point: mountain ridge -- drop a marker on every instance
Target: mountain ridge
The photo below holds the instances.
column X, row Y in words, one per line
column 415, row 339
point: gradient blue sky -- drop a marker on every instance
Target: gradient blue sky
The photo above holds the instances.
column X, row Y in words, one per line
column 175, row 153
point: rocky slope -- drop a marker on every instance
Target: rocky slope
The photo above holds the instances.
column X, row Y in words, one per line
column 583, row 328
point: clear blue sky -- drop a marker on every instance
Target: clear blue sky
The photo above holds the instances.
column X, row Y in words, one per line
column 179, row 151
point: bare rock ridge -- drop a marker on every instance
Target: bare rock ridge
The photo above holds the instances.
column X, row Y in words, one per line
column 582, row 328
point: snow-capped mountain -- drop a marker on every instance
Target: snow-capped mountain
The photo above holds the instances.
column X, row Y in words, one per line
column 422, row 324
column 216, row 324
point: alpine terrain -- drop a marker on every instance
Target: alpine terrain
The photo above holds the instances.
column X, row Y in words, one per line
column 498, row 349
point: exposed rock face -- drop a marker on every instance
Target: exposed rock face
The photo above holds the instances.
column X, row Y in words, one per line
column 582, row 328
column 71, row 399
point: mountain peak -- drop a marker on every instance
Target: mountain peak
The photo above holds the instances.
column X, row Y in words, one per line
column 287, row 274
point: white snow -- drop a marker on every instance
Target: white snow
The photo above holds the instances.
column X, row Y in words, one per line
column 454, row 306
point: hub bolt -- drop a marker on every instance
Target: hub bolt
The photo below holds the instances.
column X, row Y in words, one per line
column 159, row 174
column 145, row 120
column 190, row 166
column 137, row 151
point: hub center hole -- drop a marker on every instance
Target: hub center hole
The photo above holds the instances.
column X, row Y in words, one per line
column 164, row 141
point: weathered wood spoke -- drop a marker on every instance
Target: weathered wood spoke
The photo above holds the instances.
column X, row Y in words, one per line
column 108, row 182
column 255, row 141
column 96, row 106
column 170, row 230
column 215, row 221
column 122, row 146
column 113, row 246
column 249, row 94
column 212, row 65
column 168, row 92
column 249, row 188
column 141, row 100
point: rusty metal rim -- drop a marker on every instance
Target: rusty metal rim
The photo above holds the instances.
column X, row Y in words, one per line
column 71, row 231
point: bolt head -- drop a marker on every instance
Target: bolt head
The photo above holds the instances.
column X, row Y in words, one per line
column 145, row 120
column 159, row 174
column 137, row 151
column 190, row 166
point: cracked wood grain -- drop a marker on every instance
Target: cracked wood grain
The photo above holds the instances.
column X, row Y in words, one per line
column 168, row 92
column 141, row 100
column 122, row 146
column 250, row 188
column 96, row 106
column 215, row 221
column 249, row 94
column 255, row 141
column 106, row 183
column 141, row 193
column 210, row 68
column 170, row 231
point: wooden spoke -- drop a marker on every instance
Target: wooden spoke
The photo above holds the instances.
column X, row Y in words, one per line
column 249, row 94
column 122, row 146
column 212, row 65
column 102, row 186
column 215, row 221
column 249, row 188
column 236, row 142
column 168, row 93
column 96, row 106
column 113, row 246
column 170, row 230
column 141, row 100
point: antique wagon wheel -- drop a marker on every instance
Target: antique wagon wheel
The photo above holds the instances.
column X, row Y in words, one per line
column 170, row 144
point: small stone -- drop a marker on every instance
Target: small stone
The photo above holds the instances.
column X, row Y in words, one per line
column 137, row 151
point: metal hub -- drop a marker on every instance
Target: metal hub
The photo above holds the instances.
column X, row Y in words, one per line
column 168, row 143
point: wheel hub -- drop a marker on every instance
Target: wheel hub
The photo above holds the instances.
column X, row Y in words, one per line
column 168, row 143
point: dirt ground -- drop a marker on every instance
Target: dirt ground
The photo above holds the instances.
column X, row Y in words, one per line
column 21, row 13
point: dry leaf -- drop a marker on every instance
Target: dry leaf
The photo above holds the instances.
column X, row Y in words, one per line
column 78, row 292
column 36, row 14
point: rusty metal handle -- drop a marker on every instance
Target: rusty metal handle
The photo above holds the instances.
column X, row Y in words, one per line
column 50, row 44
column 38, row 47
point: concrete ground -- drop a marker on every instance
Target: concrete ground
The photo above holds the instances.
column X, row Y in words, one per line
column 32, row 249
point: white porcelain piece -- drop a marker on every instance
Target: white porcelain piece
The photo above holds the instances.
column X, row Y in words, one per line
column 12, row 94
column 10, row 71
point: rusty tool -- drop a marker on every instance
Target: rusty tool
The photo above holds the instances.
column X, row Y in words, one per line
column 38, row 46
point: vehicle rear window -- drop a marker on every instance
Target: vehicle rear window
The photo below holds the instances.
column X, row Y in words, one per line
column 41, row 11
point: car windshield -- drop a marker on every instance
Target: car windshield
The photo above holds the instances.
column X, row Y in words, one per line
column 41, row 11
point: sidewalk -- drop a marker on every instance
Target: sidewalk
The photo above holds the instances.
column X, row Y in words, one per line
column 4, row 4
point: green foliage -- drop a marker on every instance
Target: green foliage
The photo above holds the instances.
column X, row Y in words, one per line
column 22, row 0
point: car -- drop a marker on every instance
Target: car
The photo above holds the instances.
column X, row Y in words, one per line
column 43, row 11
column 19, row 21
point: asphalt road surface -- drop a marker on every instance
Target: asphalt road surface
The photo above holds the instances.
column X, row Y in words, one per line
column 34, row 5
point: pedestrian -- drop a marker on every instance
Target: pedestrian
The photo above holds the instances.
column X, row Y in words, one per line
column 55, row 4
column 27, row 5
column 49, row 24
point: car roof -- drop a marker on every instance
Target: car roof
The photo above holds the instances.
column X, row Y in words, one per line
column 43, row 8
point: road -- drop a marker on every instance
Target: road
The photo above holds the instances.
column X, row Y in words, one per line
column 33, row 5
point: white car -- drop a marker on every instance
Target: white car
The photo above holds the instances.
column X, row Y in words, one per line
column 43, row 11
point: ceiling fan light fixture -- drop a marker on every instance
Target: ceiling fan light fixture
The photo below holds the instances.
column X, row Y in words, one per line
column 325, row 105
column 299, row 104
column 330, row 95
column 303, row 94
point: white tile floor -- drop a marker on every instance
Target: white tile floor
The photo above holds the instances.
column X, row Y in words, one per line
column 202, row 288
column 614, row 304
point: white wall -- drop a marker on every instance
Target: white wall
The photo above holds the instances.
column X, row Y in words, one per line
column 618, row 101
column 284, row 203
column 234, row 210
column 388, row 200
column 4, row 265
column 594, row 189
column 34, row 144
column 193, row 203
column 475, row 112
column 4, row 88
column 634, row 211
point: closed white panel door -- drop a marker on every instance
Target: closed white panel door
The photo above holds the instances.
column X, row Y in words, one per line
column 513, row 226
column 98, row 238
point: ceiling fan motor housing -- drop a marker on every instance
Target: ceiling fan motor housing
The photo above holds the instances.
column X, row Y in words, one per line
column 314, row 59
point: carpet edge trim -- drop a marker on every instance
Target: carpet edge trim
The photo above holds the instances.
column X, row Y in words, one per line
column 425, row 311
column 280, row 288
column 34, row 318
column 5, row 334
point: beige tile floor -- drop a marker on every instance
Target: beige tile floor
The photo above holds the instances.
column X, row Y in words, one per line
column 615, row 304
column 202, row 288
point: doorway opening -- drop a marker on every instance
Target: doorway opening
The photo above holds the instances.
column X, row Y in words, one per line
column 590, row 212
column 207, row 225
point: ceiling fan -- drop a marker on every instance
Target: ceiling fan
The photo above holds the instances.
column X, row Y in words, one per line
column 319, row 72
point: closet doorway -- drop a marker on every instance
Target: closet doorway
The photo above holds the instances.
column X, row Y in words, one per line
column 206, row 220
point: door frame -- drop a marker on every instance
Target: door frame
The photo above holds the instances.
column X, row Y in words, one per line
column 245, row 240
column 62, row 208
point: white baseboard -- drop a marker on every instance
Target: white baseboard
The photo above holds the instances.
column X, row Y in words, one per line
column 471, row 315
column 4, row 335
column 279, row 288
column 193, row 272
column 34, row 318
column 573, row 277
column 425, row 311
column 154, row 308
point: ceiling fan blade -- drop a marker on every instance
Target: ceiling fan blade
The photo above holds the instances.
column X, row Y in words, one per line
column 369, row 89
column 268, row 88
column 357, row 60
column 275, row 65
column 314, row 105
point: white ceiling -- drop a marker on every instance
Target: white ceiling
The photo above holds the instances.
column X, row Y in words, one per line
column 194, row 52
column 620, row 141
==============================
[AIM]
Please arrange the text as a Markdown table with the columns Number and Line. Begin at the line that has "point: white snow", stop after the line that has "column 164, row 141", number each line in order, and leave out blank lines.

[TASK OUTPUT]
| Number | Line |
|---|---|
| 1 | point: white snow -- drop a marker on every instance |
| 2 | Target: white snow |
| 3 | The photo above holds the instances. |
| 4 | column X, row Y in words, one per line |
| 5 | column 454, row 306 |
| 6 | point: hub bolt -- drop a marker on every instance |
| 7 | Target: hub bolt |
| 8 | The photo below holds the instances. |
| 9 | column X, row Y in words, one per line |
| 10 | column 159, row 174 |
| 11 | column 145, row 120 |
| 12 | column 190, row 166 |
| 13 | column 137, row 151 |
| 14 | point: hub center hole -- drop a marker on every instance |
| 15 | Target: hub center hole |
| 16 | The photo above holds the instances. |
| 17 | column X, row Y in words, one per line |
| 18 | column 164, row 141 |